**Materials provided:**
──────

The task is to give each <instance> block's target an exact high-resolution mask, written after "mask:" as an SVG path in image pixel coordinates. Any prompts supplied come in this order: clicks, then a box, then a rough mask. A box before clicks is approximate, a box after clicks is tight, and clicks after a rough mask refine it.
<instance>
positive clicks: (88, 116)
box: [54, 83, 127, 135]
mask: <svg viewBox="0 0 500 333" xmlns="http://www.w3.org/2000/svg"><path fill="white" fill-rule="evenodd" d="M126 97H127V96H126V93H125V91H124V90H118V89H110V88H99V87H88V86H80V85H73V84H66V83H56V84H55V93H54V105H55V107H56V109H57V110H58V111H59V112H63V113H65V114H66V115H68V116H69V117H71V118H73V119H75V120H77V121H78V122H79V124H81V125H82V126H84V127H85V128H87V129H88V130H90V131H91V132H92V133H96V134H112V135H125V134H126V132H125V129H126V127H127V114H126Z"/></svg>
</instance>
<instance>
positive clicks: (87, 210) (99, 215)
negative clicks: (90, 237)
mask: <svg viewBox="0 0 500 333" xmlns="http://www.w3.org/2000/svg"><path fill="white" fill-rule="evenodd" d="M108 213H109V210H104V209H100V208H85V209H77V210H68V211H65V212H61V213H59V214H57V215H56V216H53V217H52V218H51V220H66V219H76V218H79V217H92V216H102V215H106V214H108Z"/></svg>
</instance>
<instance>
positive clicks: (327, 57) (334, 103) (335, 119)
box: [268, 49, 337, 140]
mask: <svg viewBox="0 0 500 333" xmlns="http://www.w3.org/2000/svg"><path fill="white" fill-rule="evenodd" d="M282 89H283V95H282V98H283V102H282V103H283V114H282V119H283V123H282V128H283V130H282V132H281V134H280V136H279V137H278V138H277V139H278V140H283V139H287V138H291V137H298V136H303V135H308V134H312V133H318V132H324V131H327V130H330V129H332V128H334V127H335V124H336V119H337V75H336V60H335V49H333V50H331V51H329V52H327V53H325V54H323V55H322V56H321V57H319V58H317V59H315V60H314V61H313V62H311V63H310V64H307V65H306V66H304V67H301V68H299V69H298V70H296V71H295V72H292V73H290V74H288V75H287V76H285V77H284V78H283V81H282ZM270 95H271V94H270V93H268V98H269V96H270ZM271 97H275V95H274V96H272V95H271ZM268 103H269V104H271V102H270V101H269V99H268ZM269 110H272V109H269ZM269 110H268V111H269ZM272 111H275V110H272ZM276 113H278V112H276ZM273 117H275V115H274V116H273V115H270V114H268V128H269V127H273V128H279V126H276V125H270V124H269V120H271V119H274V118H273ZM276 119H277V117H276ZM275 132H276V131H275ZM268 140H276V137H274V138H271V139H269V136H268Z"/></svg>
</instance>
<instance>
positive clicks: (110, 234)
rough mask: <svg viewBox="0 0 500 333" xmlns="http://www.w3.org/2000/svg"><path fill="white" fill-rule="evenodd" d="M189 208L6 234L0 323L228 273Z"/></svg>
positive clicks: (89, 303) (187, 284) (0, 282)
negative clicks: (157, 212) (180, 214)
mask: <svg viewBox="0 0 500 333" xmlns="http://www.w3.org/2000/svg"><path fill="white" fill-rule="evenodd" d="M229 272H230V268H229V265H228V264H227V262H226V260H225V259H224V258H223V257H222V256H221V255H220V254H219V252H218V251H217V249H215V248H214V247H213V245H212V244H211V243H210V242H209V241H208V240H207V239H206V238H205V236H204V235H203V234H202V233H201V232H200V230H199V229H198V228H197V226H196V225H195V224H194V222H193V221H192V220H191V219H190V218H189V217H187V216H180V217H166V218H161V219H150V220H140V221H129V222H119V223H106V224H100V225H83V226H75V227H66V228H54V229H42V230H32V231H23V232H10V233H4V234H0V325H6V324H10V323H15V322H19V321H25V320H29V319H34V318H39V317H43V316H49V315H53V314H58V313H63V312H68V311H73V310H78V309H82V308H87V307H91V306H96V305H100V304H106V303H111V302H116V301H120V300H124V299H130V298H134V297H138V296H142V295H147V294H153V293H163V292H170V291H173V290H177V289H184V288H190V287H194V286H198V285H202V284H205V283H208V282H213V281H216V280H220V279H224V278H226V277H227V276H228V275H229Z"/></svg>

──────

**The problem:** Update the items from their first line through the line containing "box: [54, 83, 127, 135]" by changing "positive clicks" to "foreground clicks", leaving everything else unchanged. Return only those lines.

**Output for this task:**
The task is to give each <instance> block's target an exact high-resolution mask, written after "mask:" as an SVG path in image pixel coordinates. Any prompts supplied come in this order: clicks, then a box, then a rough mask. A box before clicks is approximate, a box after clicks is tight, and clicks after a rough mask refine it.
<instance>
foreground clicks: (88, 116)
box: [54, 83, 127, 135]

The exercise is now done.